OPDRACHT
Schrijf de records letter voor letter over: begin bij het begin van de records en stop na de regel waarin "222 245 L 165" staat, die regel meegerekend.

(Opgeslagen datasetitems)

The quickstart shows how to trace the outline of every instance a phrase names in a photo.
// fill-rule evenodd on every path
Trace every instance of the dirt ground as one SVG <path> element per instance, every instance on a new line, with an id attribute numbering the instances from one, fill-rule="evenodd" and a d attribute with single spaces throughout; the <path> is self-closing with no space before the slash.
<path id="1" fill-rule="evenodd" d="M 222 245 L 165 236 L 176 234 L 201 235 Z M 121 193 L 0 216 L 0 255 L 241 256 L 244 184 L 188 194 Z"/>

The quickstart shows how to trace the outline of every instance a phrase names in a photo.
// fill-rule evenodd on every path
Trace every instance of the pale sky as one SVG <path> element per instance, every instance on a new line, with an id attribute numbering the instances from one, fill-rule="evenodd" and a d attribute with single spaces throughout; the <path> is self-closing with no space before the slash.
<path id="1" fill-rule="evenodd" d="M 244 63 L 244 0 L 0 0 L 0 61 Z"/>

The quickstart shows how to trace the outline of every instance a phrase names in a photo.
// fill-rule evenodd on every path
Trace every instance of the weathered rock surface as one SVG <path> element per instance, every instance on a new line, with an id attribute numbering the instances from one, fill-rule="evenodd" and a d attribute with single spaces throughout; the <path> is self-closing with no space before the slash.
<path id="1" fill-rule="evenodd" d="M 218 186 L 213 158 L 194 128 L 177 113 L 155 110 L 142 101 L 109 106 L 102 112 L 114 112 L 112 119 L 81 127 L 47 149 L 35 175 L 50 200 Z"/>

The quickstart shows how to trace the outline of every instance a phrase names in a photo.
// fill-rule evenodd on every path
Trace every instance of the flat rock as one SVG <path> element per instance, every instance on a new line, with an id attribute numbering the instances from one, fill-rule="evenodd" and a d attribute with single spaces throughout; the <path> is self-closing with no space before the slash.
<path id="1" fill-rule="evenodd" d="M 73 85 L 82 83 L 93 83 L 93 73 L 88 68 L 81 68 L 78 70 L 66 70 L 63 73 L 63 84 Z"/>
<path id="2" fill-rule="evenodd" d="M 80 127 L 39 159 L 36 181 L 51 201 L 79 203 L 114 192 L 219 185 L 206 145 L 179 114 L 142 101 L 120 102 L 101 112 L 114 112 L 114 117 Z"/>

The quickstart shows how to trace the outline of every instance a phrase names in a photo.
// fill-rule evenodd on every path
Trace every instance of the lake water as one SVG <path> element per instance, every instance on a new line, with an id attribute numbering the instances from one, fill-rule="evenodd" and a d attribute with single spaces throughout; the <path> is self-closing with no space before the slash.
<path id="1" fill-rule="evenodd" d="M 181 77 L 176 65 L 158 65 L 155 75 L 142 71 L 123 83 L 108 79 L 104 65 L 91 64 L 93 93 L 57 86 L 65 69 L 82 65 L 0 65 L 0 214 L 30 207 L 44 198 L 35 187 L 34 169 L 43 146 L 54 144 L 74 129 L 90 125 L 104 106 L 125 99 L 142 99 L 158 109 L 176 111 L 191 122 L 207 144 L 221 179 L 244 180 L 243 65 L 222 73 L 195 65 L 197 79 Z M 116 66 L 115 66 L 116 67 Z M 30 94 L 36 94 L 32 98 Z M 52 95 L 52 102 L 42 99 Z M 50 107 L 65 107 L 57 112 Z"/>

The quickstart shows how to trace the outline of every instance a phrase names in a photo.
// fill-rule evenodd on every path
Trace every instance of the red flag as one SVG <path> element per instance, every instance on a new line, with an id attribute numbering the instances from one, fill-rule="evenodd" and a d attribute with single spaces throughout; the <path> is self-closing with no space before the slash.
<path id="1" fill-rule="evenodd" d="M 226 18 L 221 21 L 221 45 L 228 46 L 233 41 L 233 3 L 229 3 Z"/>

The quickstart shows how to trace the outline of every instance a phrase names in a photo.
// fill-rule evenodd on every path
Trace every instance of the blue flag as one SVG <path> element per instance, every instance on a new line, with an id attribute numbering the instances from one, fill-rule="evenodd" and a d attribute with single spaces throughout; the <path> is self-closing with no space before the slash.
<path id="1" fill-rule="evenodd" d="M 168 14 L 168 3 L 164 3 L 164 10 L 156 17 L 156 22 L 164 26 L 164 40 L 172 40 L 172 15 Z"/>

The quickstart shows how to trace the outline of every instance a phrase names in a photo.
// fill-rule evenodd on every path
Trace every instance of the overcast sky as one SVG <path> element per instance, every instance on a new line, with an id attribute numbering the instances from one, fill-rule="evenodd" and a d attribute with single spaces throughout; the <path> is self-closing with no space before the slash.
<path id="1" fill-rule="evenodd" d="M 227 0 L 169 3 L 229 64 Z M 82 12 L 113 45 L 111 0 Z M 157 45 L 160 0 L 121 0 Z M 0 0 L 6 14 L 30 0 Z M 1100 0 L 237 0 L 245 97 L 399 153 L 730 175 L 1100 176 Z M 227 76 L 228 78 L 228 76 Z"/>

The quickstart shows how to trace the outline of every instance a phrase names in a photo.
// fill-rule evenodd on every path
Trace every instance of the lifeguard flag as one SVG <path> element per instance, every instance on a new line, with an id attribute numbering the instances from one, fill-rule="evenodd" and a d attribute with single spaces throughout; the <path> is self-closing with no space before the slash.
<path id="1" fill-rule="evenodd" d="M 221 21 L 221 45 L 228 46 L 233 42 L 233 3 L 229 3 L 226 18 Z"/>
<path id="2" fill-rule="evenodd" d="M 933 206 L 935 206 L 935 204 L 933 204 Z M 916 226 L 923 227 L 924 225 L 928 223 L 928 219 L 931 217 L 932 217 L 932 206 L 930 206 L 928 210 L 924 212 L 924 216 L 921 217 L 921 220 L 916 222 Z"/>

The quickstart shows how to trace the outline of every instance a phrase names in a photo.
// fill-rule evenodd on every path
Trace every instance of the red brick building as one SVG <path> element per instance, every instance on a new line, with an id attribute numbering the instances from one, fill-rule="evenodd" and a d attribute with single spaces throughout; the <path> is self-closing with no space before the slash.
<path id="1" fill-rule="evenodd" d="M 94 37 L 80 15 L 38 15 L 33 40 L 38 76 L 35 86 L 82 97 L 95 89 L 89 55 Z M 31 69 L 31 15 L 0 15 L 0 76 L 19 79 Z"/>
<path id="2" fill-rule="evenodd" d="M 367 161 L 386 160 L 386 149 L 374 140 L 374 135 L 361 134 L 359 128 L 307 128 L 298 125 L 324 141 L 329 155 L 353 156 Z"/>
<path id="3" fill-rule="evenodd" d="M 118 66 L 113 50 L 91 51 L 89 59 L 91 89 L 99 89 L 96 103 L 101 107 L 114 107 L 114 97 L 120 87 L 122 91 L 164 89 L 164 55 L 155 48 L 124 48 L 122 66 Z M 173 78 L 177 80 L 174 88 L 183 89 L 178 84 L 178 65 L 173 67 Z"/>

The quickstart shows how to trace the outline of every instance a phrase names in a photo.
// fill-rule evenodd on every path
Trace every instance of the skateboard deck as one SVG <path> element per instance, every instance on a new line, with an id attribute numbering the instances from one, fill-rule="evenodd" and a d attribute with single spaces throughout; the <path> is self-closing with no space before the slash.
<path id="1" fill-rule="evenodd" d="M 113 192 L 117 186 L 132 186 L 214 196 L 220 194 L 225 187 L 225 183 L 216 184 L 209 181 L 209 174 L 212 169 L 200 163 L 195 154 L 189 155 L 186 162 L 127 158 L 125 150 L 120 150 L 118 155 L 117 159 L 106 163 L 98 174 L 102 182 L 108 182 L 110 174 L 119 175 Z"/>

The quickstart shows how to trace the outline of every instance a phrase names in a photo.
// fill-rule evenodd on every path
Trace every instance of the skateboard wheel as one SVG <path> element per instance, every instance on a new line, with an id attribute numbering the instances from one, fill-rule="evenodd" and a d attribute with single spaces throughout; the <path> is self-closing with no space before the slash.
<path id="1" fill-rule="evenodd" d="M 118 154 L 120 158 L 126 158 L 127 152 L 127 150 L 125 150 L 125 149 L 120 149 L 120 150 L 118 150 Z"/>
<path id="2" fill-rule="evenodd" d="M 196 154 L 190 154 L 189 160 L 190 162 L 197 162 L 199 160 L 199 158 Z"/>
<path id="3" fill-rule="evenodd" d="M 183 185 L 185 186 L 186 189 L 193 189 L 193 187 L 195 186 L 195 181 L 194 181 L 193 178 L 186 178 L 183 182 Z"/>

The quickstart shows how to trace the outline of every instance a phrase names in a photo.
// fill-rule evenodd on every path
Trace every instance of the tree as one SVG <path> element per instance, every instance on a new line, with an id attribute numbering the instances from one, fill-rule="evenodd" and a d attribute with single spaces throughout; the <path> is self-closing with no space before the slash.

OPLOSSING
The quickstart shows how to trace the outline of every instance a phrase names in a photo.
// fill-rule evenodd on every path
Trace every instance of the dirt ground as one SVG <path> element per instance, every instance on a new line, with an id attribute numbering the instances from one, fill-rule="evenodd" and a d attribute with single spaces throughout; the <path> is self-closing with no space before the slash.
<path id="1" fill-rule="evenodd" d="M 222 245 L 165 236 L 176 234 L 201 235 Z M 121 193 L 0 216 L 0 255 L 241 256 L 244 184 L 188 194 Z"/>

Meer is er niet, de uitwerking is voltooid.